#### STATED PROBLEM 1
In the remarks on Agilent's portfolio moves, list the adjectives or adjective phrases used to describe the company as it serves the $40 billion global measurement market.

#### EXTRACTED TEXT
****************************************
First, the overall rationale for the portfolio moves. As Bill's already suggested, Agilent, as a diversified technology company, has traded at a persistent 25 to 35% discount to any kind of synthetic weighted average of Agilent's peers and competitors. And it's not just today, it's been true really since the inception of the Company.
We're viewed, we're covered, we perform more like a sluggish semiconductor company than the world's premiere measurement company. It has been a case of the semiconductor tail wagging the measurement dog, and these moves today will make it very clear the inherent power of the underlying measurement franchise.
The vast, it's not that people don't want to invest in semiconductor, of course they do. But what investors want is to have a pure play. They don't want to bet on semiconductor to go wrong because of something that's happened somewhere else.
And indeed, the other companies that have, diversified companies that have semiconductor get penalized for having semiconductor. The vast majority are pure plays, and indeed in semiconductor capital equipment, all but Agilent are today pure plays.
It's very clear what the analysts want, it's a focused bet. And as a pure play, this measurement profile will enable us to really better align both cost-wise, focus-wise, strategic, customer, really align well, focusing on realizing the opportunities that we have as the largest, most profitable and best positioned company serving a $40 billion global measurement market.
****************************************
#### STATED PROBLEM 2
Filter the entries below and copy each line that contains the string "motorboat".

#### DATASET RECORDS
****************************************
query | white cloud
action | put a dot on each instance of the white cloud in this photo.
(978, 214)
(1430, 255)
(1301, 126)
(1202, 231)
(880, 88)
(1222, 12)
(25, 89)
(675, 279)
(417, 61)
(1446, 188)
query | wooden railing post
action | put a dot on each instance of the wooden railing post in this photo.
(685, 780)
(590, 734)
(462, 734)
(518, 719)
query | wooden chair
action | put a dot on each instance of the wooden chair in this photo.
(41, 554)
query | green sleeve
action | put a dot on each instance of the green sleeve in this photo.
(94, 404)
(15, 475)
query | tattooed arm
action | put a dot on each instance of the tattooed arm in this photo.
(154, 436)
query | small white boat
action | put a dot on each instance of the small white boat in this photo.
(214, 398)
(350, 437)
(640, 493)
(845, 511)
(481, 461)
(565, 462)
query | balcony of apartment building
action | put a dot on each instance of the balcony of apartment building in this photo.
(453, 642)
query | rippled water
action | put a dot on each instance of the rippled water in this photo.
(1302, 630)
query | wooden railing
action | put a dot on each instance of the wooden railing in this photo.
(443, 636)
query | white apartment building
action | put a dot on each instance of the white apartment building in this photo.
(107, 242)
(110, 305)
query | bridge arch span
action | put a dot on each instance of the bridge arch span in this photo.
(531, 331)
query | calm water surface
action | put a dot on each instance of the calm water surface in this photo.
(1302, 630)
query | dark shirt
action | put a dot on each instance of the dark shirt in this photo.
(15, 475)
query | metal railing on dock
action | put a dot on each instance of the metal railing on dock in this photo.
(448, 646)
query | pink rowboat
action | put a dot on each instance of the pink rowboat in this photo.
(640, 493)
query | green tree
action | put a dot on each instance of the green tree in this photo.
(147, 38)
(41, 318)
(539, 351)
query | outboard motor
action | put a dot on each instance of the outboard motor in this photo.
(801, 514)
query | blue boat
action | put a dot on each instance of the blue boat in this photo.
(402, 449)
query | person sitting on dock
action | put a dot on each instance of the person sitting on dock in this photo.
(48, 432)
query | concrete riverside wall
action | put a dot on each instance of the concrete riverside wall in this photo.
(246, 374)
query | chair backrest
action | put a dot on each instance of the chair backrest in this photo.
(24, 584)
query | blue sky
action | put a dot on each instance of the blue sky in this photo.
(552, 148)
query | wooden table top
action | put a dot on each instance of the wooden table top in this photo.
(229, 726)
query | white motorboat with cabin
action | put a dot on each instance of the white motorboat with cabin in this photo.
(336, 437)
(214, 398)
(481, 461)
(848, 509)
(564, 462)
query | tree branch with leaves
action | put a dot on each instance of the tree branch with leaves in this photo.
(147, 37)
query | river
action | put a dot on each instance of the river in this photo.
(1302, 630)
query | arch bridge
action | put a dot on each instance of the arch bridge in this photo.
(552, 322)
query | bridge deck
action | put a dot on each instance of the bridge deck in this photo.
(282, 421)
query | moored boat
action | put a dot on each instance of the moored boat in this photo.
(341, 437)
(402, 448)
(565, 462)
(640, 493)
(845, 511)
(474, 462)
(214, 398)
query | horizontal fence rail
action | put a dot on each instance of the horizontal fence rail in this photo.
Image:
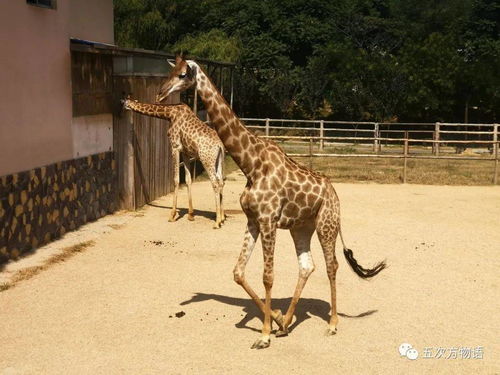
(381, 135)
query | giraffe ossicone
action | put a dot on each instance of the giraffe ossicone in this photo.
(192, 138)
(279, 194)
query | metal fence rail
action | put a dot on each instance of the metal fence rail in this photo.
(375, 134)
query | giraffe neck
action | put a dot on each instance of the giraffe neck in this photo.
(160, 111)
(237, 139)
****************************************
#### FULL ANSWER 1
largest
most profitable
best positioned

#### FULL ANSWER 2
query | white motorboat with cabin
action | put a dot on each instance of the white motorboat with cabin in this photo.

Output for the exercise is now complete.